**Goal**
Rewrite the rows below with every "integer pixel values" changed to "whole-number pixel coordinates" and nothing else altered.

**Extracted data**

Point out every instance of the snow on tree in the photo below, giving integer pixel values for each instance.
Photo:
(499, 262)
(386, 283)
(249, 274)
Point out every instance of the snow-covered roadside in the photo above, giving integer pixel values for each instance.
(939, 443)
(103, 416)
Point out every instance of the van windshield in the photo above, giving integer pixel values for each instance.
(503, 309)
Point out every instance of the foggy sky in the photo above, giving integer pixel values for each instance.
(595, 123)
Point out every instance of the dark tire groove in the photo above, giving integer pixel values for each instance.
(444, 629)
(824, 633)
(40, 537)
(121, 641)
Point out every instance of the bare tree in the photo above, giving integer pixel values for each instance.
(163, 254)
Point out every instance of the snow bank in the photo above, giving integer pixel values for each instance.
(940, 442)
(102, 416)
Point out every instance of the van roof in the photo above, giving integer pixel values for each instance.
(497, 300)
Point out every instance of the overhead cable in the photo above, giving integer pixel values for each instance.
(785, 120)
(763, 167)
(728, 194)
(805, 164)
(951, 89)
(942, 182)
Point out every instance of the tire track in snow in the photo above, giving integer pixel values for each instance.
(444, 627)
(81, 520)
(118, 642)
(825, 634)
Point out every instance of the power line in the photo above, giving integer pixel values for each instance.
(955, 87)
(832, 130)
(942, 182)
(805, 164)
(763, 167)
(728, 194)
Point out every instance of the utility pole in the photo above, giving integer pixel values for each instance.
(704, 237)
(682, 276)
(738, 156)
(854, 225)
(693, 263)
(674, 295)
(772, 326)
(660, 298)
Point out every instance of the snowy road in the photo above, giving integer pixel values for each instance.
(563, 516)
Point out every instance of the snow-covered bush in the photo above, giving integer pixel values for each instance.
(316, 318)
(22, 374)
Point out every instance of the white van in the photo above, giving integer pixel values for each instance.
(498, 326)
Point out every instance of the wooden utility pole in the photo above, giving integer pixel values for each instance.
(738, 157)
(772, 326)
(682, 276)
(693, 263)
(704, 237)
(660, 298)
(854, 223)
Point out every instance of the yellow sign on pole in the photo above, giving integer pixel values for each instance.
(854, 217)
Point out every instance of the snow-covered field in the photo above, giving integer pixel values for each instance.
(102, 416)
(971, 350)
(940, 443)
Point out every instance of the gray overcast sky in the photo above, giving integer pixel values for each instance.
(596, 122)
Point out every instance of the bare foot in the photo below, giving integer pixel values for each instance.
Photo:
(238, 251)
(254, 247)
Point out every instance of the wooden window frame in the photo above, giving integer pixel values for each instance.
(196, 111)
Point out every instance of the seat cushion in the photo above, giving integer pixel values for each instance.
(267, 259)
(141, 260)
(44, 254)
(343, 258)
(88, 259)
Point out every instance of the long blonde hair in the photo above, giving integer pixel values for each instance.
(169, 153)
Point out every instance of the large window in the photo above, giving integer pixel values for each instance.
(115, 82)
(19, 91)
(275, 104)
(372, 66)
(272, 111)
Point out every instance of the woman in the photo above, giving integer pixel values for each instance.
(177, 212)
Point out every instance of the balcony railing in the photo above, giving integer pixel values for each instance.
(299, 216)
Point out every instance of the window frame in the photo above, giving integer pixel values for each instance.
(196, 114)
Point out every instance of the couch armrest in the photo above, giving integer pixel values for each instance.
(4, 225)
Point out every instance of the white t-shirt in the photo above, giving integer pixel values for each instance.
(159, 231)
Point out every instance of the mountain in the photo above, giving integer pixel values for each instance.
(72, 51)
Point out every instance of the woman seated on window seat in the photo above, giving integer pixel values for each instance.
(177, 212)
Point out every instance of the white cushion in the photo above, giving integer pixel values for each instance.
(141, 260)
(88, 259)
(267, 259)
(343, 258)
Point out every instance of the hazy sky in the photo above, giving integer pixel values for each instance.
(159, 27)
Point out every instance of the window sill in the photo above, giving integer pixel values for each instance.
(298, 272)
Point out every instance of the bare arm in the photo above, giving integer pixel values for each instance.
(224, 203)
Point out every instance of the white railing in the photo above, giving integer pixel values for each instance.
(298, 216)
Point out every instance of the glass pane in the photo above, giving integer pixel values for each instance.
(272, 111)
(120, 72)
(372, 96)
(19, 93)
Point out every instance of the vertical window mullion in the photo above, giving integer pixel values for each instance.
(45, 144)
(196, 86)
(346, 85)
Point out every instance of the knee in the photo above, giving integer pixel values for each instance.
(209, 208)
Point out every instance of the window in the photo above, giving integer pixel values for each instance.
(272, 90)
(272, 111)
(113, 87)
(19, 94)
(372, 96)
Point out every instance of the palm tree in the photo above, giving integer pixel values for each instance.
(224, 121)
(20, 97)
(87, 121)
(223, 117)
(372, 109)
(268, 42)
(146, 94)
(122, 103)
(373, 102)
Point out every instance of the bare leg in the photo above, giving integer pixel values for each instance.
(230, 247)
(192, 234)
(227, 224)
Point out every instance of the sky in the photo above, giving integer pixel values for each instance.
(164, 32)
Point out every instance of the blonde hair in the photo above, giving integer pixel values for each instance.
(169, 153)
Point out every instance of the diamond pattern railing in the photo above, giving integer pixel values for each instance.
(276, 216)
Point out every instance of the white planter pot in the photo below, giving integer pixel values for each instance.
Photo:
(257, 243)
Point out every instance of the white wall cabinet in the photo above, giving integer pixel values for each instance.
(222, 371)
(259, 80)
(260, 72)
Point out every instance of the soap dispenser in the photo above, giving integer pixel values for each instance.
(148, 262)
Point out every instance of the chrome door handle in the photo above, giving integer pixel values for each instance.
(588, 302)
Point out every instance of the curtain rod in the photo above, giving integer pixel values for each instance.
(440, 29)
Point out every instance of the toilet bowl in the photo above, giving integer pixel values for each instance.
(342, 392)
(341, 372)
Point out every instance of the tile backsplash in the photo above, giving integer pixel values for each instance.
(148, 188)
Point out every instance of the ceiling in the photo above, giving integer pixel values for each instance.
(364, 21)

**Response below**
Point out every instance of the snow on tree in the photo below, giving whole-number pixel coordinates for each instance.
Photo:
(499, 262)
(386, 283)
(249, 274)
Point out every instance of the snow-covered roadside in the photo above, giving whole-number pixel coordinates for each instance.
(939, 443)
(103, 416)
Point out every instance of the van windshield in the photo above, giving whole-number pixel coordinates for each instance.
(503, 309)
Point out every instance of the foggy sky in the photo above, giving whole-number pixel coordinates for each instance.
(595, 123)
Point out every instance of the dark tire groove in the photo above, giving whole-number pixel coordinates for each instance.
(444, 629)
(824, 633)
(40, 537)
(121, 641)
Point out every instance of the bare tree in the photo above, giving whole-number pixel coordinates for each instance.
(163, 254)
Point out every instance of the snow bank in the photo above, giving whole-number pixel coordinates for each instance.
(940, 442)
(102, 416)
Point out every instance of the van roof in the photo above, giving whole-number pixel coordinates for each instance.
(497, 300)
Point out every instance of the overhead cable in the photo above, giving whole-number pixel coordinates for each instance.
(785, 120)
(763, 167)
(728, 194)
(805, 164)
(951, 89)
(942, 182)
Point out every instance of the tire track in snow in the photo above, giving whole-number pixel coordinates for each instance.
(444, 627)
(81, 520)
(118, 642)
(825, 634)
Point out every instance of the power line in the photo above, giving whole-number pixel coordinates for each instance.
(955, 87)
(832, 130)
(942, 182)
(805, 164)
(763, 167)
(728, 194)
Point out every instance of the utility pole in the photo above, giving whole-number pixel coordinates for each instance.
(704, 237)
(682, 276)
(738, 156)
(854, 225)
(693, 263)
(674, 295)
(772, 326)
(660, 298)
Point out every instance of the snowy road in the photo above, giving whole-number pixel coordinates for each instance.
(563, 516)
Point out every instance of the snow-covered bush in the photo above, giving whole-number pixel coordinates for each instance.
(316, 318)
(22, 374)
Point out every instance of the white van in the photo above, giving whole-number pixel coordinates for each instance.
(498, 326)
Point out every instance of the wooden utility pole in the photo above, giving whole-number pixel coordinates for each instance.
(738, 157)
(772, 326)
(682, 276)
(693, 263)
(704, 237)
(660, 298)
(854, 223)
Point out every instance of the yellow sign on pole in the photo above, giving whole-number pixel coordinates for each instance.
(854, 217)
Point out every instance of the snow-covered field in the photo above, giving whole-number pixel coordinates for each instance.
(102, 416)
(971, 350)
(940, 443)
Point out every instance of the gray overcast sky in the photo above, giving whole-number pixel coordinates for each instance.
(596, 122)
Point out every instance of the bare foot in the photo below, giving whole-number pixel coordinates for each instance.
Photo:
(238, 251)
(254, 247)
Point out every instance of the wooden window frame in the photo above, giving whole-number pixel coordinates for each instance.
(196, 111)
Point out every instance of the seat cushion in the photo above, giving whole-number pixel coordinates for each instance.
(267, 259)
(141, 260)
(44, 254)
(343, 258)
(88, 259)
Point out every instance of the long blonde hair in the photo above, giving whole-number pixel coordinates for each instance.
(169, 153)
Point out every instance of the large window in the photo above, giving whole-number pixel coordinates for each instance.
(115, 82)
(19, 91)
(275, 104)
(372, 66)
(272, 111)
Point out every instance of the woman in the photo above, giving whole-number pixel coordinates for each instance.
(177, 212)
Point out every instance of the balcony railing in the photo above, giving whole-number pixel coordinates for each instance.
(299, 216)
Point out every instance of the window frame in the photo above, giving whole-number pixel coordinates for each instance.
(196, 114)
Point out every instance of the couch armrest in the photo above, giving whole-number pixel coordinates for each instance.
(4, 225)
Point out every instance of the white t-shirt in the photo above, giving whole-number pixel coordinates for each instance.
(159, 231)
Point out every instance of the mountain in the photo above, giving whole-number pixel coordinates for each instance.
(72, 51)
Point out every instance of the woman seated on window seat in the photo above, giving whole-number pixel coordinates for each instance.
(177, 212)
Point out every instance of the white cushion in the photo above, giving whole-number pixel coordinates for each instance.
(141, 260)
(88, 259)
(267, 259)
(343, 258)
Point out every instance of the hazy sky in the photo above, giving whole-number pixel coordinates for each instance.
(159, 27)
Point out every instance of the window sill in the photo above, giving whole-number pixel coordinates for each instance.
(298, 272)
Point out every instance of the bare arm in the photo above, giving whole-number pixel coordinates for each instance.
(224, 203)
Point out every instance of the white railing in the photo above, giving whole-number pixel coordinates for each instance.
(298, 216)
Point out every instance of the glass pane in the photo above, giving whole-number pixel coordinates for each instance.
(272, 111)
(120, 72)
(372, 96)
(19, 93)
Point out every instance of the vertical window mullion in the photo above, giving whole-number pixel coordinates for each instance.
(45, 144)
(196, 86)
(346, 85)
Point out every instance of the knee in the photo above, giving whole-number pixel coordinates for each instance.
(209, 208)
Point out every instance of the window in the photo above, giving whole-number pixel coordinates for each instance.
(272, 90)
(272, 111)
(113, 87)
(19, 94)
(372, 96)
Point out every instance of the palm tree in the photo above, giving whole-number pixel coordinates for each instance.
(224, 121)
(20, 97)
(87, 121)
(223, 117)
(372, 109)
(268, 42)
(146, 94)
(122, 103)
(373, 102)
Point out every instance of the bare leg in the photo above, giving whole-number pixel coordinates for each instance.
(230, 247)
(192, 234)
(227, 224)
Point out every instance of the sky in the photo above, giving whole-number pixel coordinates for each instance.
(164, 32)
Point out every instance of the blonde hair in the photo above, giving whole-number pixel coordinates for each instance.
(169, 153)
Point out every instance of the diamond pattern railing in the photo above, giving whole-number pixel coordinates for each instance.
(276, 216)
Point out every instance of the white planter pot in the photo below, giving whole-number pixel coordinates for each instance.
Photo:
(257, 243)
Point out every instance of the white wall cabinet in the photo above, giving whole-number pixel coordinates for each instance.
(222, 371)
(259, 80)
(260, 72)
Point out every instance of the soap dispenser in the photo above, giving whole-number pixel coordinates for each instance.
(148, 262)
Point out every instance of the chrome door handle in the photo above, giving whole-number pixel coordinates for each instance.
(588, 302)
Point out every instance of the curtain rod in the photo above, giving whole-number pixel coordinates for each instance.
(440, 29)
Point out every instance of the toilet bowl in the photo above, giving whole-number pixel coordinates for each instance.
(342, 392)
(341, 372)
Point out every instance of the tile backsplash in the photo above, giving whole-number pixel coordinates for each instance.
(148, 188)
Point out every instance of the ceiling in the photo above, giving whole-number pixel coordinates for each instance.
(364, 21)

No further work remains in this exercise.